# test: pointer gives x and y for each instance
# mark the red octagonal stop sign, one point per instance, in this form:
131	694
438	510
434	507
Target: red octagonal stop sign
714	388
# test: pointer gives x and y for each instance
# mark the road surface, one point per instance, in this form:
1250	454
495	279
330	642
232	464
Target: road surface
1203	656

************

▸ **Assignment**
Report every line containing the string "form" in the material.

▸ **Task output**
# mark the red octagonal stop sign, one point per instance, in this form:
# mark the road surface, one point per instance, in this form:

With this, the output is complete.